• Testo:
++++++++
Diciamo quindi che è un lavoro concettuale sul personaggio. Una sorta di alter ego della tua persona.

 

Metto in risalto il mio lato istrionico e sperimentale.

 

Tornando al singolo, musicalmente è un brano che ti entra completamente in testa, ha un sound molto coinvolgente. A cosa ti sei ispirato?

 

In realtà a niente in particolare, avevo solo voglia di cambiare genere, ed è andata così. È partito il riff di chitarra, quello dove canto all’inizio e da lì è partito tutto l’arrangiamento. È nata questa cosa molto particolare improntata sull’elettronica, rispetto al rock, però diciamo che l’attitudine al rock c’è sempre, è un po’ un mio marchio di fabbrica dopo tanti anni che porto avanti quel tipo di discorso musicale. Le mie più grandi influenze musicali sono rock, Nirvana, Placebo, Doors, insomma tantissimi, però ho ascoltato di tutto perché da bambino mio padre in macchina metteva sempre Pink Floyd, sono cresciuto a pane e Pink Floyd, contro il mio volere. Adesso lo ringrazio, ma quando ero bambino preferivo Michael Jackson e Paul McCartney, però credo siano ascolti importanti, non sicuramente facili da apprendere e ascoltare ma credo che mi abbiano dato un buon imprinting musicale.
++++++++
• Cosa farai:
1. Secondo l'intervista, da quale elemento è partito tutto l'arrangiamento del singolo?
2. Elenca tutti gli artisti e i gruppi musicali nominati nell'intervista.
3. Riprendi l'intervista sul nuovo singolo e prosegui dal punto in cui si ferma.
++++++++
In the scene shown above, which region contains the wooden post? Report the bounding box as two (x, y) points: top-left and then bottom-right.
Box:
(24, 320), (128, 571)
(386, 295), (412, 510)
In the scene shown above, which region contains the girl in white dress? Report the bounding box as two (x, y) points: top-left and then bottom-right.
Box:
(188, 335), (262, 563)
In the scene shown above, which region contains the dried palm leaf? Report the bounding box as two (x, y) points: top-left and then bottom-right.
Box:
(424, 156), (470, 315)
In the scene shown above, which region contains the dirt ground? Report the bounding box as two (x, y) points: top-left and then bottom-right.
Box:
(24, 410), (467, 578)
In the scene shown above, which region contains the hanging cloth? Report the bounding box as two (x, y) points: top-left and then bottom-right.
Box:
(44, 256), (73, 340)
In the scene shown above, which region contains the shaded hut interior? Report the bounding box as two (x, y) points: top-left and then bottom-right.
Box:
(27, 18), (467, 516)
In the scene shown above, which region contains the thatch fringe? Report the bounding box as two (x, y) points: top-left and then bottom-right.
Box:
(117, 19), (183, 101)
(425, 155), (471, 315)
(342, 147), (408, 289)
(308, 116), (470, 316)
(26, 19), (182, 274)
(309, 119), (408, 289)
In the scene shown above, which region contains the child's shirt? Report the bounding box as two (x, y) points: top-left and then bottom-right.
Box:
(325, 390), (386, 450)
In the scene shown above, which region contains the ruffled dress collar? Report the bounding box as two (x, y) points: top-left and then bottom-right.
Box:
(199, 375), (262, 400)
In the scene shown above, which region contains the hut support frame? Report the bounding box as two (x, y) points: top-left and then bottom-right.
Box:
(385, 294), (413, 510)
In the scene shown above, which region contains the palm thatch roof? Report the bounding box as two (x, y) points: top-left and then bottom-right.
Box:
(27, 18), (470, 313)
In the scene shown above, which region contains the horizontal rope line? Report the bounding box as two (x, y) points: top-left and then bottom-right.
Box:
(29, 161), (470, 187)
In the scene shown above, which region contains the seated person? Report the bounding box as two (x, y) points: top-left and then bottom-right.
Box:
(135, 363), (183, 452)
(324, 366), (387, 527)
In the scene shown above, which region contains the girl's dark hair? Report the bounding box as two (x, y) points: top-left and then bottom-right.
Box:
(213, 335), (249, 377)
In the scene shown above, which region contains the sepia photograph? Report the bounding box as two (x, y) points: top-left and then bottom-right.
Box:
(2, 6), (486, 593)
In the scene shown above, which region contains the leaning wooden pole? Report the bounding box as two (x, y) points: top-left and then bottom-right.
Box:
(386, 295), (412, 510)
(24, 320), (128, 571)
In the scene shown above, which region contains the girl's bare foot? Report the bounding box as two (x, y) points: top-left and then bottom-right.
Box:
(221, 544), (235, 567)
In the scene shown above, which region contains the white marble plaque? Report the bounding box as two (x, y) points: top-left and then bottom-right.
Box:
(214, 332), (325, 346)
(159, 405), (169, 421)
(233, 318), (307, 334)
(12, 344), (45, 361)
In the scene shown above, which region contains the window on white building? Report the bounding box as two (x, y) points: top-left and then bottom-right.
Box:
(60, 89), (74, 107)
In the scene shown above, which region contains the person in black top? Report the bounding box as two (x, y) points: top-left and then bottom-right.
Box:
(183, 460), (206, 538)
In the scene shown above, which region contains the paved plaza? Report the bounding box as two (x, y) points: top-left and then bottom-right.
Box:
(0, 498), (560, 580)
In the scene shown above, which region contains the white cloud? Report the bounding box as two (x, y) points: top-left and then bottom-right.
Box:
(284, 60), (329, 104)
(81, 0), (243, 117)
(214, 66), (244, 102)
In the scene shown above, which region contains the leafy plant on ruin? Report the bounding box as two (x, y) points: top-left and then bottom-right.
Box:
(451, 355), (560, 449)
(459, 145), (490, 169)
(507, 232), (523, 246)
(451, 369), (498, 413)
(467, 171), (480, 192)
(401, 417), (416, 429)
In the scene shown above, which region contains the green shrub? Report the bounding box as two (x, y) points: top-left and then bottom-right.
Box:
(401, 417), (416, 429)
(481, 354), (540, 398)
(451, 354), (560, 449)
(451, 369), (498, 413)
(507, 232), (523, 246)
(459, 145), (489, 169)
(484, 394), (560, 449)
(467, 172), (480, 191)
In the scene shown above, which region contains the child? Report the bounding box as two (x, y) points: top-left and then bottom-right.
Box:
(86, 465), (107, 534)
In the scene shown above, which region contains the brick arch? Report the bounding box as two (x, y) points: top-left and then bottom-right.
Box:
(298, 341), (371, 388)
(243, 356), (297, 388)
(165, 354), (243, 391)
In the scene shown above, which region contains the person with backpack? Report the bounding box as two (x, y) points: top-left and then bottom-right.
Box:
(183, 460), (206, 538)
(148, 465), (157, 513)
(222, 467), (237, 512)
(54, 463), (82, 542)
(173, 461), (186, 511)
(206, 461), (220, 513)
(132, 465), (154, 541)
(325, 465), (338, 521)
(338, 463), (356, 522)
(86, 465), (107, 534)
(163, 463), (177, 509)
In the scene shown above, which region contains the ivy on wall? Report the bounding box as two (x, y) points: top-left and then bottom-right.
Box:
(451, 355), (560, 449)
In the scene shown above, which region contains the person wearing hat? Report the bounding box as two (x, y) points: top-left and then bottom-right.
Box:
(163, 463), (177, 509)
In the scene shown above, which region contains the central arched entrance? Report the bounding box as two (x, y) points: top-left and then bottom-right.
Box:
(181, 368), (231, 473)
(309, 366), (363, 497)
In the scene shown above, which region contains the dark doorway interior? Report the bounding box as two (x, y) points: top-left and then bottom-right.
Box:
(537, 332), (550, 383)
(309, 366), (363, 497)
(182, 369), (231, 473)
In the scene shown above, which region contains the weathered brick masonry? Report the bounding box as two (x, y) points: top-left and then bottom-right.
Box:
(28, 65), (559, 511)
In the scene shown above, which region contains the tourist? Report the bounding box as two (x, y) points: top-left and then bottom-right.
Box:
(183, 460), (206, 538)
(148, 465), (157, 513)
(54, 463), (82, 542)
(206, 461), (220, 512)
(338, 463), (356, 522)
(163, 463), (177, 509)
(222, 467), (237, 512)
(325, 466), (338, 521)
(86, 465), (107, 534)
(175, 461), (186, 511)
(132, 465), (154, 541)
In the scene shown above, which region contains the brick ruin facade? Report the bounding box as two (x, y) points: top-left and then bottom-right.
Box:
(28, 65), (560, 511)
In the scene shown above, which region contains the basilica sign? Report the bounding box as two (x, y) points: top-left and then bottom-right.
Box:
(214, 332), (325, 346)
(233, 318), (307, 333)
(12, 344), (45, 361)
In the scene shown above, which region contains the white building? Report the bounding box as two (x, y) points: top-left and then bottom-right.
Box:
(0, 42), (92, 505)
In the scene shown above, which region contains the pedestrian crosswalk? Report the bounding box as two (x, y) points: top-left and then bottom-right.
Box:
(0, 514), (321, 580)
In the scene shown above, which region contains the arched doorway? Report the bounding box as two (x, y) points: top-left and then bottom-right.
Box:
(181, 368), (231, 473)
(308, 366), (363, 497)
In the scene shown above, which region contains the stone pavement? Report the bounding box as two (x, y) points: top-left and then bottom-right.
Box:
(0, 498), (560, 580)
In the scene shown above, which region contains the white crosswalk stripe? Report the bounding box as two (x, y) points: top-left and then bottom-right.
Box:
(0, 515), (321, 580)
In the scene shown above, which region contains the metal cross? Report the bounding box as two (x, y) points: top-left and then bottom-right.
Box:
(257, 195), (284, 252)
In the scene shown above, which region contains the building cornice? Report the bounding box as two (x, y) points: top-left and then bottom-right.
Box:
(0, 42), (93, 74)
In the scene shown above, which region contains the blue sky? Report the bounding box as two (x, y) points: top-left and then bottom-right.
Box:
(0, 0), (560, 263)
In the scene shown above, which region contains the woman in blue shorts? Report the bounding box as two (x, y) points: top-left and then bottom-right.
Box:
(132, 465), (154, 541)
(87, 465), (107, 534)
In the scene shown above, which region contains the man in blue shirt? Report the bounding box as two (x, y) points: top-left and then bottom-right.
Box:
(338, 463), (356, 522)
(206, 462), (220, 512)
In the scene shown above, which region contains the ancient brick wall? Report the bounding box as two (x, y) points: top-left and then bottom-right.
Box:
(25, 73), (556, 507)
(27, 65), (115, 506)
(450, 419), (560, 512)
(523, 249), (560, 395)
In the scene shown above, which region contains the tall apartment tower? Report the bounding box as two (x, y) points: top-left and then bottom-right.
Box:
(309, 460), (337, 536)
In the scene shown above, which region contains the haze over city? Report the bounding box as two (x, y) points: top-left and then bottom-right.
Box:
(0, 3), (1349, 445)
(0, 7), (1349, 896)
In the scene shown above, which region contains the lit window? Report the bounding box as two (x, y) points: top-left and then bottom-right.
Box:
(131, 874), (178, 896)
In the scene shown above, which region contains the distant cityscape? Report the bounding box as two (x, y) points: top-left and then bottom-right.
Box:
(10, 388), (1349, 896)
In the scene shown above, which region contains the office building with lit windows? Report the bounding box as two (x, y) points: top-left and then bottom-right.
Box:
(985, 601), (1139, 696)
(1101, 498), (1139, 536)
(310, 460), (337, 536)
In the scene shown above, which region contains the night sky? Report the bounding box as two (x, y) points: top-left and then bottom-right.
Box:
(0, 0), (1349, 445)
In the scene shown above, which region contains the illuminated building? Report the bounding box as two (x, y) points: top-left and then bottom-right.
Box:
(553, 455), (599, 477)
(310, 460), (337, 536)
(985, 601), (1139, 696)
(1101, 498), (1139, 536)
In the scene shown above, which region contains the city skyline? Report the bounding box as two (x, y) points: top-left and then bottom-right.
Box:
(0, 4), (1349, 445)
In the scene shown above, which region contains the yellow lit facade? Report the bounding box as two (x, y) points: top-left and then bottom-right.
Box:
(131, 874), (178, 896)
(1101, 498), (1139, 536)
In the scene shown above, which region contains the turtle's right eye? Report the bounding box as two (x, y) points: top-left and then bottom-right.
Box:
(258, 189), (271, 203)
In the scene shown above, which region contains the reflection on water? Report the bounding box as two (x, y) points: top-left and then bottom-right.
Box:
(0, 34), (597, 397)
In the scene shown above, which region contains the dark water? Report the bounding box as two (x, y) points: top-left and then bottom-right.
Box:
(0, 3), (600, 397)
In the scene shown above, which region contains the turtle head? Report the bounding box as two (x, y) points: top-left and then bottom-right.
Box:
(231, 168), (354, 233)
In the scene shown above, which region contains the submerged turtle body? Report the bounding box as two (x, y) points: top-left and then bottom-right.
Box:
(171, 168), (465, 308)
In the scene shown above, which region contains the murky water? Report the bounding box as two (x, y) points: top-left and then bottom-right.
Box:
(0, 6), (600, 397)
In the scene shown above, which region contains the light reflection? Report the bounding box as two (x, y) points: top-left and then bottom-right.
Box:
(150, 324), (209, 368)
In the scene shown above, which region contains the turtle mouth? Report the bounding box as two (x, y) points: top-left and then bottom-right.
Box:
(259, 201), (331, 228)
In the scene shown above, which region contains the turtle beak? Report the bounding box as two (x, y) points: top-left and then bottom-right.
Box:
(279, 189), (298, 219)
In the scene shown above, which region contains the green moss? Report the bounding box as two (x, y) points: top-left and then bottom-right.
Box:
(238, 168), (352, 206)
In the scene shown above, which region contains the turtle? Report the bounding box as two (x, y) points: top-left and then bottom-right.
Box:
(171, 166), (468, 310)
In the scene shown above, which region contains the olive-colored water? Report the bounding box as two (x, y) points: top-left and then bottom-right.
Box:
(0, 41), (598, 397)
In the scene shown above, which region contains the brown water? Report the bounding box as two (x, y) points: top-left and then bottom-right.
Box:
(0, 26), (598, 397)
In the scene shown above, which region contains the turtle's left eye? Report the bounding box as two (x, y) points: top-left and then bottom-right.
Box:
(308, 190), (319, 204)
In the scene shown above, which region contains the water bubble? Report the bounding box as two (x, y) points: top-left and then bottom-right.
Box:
++++++++
• Risposte agli esercizi:
1. Dal riff di chitarra, quello in cui canta all'inizio.

2. Nirvana, Placebo, Doors, Pink Floyd, Michael Jackson, Paul McCartney

3.
 

Ma menomale, ti hanno regalato le influenze giuste per creare un mash-up musicale.

 

Ho una visione romantica della musica, infatti sono legato a personaggi come Morrison, Jeff Buckley o Nick Drake: persone che hanno messo l’anima nella musica. Infatti, ciò che mi affascina più dell’arte e della musica, è l’immortalità. Il fatto di pensare di poter rivivere ed essere presente, un domani che non ci sarò più, attraverso le mie opere nel momento in cui qualcuno spingerà play sul suo lettore, al di là dello spazio e del tempo. È questa la cosa bella dell’arte: lasci una traccia della tua vita. Per me è questo lo scopo della vita: ho sempre pensato che mi sarebbe piaciuto lasciare una traccia del mio percorso ed è quello che voglio fare attraverso la musica.

 

Dato che parliamo tantissimo di rinascita e sperimentazione, mi hai già accennato qualcosa, ma vorrei sapere cosa stai sperimentando musicalmente? Quali sono le sonorità di questo periodo?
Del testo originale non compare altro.